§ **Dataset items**
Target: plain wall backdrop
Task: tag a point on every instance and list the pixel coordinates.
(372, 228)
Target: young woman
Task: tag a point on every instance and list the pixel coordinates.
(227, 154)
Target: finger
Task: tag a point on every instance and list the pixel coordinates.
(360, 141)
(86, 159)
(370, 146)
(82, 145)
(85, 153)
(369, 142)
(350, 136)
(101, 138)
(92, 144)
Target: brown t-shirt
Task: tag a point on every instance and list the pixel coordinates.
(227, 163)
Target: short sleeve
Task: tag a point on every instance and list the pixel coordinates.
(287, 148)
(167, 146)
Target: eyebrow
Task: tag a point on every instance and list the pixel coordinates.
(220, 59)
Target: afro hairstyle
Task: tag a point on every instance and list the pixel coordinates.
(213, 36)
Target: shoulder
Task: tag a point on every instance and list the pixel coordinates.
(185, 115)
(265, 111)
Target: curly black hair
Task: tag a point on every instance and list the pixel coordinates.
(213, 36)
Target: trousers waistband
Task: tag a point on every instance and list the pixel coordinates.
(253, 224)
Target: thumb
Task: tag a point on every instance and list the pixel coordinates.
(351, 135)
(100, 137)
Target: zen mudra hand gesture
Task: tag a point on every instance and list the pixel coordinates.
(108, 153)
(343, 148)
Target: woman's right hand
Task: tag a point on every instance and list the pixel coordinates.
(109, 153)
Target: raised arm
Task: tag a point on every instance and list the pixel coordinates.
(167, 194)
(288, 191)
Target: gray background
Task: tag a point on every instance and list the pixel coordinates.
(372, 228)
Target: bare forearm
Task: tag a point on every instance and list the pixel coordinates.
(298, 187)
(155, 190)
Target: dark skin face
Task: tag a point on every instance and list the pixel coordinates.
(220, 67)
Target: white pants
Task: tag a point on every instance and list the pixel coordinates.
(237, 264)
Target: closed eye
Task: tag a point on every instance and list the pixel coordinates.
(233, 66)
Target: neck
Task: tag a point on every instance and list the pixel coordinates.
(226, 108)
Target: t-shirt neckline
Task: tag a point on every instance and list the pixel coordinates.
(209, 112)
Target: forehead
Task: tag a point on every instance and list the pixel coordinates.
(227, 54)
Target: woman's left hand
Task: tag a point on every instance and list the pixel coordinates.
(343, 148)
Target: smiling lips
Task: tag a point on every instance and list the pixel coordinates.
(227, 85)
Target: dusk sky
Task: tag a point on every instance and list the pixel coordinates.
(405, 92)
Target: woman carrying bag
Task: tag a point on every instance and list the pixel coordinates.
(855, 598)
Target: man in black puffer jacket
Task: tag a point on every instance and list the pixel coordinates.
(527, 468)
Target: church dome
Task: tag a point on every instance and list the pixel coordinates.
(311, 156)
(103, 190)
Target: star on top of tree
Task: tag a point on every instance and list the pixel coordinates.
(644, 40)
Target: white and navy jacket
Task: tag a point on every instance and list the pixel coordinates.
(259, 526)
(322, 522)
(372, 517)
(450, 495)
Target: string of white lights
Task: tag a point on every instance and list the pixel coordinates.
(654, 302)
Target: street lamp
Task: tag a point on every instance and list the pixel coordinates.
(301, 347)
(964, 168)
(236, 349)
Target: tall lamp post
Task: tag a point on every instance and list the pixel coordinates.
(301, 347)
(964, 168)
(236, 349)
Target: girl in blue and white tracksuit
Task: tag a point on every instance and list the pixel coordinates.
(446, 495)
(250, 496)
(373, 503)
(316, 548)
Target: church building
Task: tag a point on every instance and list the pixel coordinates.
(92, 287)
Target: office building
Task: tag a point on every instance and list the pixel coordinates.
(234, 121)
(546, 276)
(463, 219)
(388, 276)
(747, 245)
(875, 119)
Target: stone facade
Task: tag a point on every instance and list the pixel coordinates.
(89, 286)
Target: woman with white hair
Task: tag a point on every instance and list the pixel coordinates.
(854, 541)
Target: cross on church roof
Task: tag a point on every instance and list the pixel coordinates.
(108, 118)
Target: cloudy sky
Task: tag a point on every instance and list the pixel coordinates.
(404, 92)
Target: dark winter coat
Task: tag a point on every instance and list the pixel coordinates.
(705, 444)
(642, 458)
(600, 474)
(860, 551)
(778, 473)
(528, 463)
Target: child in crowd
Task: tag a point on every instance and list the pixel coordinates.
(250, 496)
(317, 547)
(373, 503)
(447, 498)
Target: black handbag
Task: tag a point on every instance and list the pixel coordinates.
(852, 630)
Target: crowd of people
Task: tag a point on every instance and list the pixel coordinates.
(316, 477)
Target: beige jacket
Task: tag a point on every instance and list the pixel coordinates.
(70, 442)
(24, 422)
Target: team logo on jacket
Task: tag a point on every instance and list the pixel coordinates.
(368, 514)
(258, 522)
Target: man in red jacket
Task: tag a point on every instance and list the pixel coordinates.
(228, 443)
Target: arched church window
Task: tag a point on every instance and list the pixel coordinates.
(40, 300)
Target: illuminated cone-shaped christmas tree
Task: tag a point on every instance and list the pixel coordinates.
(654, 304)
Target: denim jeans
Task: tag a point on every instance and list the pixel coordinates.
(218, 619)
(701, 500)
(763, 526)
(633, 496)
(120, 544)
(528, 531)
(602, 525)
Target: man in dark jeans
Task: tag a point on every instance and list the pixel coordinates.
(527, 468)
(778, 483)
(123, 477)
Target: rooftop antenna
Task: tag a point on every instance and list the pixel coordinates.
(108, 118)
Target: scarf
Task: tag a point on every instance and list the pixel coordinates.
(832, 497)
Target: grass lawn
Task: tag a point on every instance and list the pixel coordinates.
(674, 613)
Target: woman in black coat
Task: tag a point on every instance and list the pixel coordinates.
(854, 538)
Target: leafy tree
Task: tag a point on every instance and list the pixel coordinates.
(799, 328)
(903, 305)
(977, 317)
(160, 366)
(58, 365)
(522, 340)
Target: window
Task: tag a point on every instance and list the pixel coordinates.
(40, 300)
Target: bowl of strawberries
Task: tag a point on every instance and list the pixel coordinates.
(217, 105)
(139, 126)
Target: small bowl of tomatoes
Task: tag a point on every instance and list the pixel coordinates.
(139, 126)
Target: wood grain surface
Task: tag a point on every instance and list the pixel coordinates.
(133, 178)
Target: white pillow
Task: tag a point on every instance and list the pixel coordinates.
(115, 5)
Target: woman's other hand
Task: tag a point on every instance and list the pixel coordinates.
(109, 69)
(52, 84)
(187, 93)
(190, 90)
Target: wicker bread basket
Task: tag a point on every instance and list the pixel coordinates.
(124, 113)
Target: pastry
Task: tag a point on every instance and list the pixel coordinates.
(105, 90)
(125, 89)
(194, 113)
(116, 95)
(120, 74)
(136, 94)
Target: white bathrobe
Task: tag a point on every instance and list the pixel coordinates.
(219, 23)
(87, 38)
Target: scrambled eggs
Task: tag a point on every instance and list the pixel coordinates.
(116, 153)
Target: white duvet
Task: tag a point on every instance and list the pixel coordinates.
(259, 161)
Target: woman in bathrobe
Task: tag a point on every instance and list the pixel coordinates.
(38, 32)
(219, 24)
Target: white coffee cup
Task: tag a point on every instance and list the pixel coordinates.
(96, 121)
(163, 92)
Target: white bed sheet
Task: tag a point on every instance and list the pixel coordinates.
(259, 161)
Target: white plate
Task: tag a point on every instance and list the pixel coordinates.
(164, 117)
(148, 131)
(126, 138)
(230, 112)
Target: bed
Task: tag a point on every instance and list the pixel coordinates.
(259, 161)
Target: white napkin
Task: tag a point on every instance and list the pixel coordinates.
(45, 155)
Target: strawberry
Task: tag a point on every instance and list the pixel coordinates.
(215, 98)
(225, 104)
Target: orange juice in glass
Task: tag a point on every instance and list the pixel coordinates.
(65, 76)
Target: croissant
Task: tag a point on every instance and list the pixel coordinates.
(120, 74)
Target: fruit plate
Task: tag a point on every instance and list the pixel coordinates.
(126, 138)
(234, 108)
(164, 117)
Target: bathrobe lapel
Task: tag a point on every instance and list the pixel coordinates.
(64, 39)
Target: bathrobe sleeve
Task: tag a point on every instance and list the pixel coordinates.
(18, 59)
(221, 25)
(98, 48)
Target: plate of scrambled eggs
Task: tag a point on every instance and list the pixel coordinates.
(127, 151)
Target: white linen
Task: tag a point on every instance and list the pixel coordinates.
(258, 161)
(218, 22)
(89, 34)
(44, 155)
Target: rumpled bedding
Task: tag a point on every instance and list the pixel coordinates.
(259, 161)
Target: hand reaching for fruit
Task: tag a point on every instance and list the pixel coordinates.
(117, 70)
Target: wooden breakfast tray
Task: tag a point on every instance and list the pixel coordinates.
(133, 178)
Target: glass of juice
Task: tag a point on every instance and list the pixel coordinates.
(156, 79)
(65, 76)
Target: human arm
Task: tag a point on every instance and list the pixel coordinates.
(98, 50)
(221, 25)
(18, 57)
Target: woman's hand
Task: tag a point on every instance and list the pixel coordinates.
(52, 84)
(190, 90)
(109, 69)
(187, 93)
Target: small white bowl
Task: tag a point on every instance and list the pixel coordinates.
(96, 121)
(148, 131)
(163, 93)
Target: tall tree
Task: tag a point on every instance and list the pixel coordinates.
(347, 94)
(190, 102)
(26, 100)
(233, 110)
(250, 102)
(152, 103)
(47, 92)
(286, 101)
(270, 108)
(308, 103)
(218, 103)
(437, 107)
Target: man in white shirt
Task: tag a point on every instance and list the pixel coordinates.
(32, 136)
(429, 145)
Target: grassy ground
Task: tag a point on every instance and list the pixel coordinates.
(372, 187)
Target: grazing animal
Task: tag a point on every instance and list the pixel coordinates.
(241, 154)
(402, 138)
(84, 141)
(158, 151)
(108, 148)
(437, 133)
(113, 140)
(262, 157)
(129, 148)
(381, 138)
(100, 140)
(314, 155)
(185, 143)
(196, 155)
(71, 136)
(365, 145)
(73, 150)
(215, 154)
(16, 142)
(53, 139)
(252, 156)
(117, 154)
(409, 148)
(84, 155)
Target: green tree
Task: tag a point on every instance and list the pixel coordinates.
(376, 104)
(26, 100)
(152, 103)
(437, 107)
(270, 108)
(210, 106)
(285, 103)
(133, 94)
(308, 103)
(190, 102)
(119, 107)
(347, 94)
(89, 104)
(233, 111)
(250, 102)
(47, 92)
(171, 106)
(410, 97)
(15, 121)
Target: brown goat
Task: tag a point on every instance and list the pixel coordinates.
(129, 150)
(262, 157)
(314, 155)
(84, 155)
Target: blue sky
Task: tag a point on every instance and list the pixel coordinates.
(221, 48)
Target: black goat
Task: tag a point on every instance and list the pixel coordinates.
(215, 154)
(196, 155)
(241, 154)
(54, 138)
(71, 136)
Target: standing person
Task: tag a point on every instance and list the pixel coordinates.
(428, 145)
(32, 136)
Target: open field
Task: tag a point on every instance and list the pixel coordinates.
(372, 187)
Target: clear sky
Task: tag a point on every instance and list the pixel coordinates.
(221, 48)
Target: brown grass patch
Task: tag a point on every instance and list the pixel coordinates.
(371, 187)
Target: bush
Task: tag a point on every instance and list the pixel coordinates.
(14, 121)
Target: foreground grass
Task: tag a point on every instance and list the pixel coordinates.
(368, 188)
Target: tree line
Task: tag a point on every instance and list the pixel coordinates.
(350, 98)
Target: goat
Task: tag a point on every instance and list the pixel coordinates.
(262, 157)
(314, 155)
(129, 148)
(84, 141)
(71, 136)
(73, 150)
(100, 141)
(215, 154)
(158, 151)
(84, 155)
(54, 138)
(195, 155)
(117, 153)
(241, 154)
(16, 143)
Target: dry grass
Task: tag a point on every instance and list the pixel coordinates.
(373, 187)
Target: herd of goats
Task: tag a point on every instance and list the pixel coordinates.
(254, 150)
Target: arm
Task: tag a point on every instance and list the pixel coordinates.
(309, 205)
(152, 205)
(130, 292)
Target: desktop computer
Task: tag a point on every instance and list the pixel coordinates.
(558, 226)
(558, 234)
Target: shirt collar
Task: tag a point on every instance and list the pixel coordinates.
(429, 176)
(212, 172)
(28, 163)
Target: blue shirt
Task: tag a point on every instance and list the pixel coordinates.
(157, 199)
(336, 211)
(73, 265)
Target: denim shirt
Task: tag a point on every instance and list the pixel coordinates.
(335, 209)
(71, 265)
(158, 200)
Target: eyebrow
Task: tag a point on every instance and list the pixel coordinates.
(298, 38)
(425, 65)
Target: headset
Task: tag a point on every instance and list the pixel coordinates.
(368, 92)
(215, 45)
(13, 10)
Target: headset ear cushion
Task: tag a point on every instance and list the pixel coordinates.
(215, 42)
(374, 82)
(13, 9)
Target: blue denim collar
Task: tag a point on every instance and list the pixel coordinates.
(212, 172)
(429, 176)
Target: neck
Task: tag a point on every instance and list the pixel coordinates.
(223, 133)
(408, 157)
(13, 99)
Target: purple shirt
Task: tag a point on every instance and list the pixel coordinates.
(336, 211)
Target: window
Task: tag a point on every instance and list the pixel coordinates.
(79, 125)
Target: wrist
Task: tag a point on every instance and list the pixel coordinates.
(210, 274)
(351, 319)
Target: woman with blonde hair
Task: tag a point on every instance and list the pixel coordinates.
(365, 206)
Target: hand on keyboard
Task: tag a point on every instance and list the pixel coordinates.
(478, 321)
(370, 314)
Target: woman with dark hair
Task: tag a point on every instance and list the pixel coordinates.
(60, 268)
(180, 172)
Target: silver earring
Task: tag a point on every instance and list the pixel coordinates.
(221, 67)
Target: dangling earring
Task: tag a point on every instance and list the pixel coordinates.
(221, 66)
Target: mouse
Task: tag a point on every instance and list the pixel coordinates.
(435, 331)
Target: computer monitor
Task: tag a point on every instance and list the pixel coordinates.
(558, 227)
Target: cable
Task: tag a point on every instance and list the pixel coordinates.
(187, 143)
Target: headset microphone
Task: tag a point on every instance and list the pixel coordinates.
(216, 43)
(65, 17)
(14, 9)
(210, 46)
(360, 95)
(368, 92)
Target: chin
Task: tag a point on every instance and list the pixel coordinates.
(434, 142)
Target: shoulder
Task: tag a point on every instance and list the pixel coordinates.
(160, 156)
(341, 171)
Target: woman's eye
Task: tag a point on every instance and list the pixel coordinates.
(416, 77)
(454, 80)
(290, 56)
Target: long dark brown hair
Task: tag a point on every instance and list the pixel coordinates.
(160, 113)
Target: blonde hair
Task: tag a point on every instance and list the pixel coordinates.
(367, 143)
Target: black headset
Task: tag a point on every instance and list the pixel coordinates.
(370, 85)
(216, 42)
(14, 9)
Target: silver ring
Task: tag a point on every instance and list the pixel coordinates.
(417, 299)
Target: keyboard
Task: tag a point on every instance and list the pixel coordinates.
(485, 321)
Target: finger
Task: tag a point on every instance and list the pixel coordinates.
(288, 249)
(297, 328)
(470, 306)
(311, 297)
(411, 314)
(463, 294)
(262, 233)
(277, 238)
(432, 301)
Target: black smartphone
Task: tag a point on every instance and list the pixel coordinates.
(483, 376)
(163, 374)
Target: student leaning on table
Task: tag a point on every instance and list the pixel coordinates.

§ **Assignment**
Please give the count of lines above with "shirt", nothing else.

§ **Output for this task**
7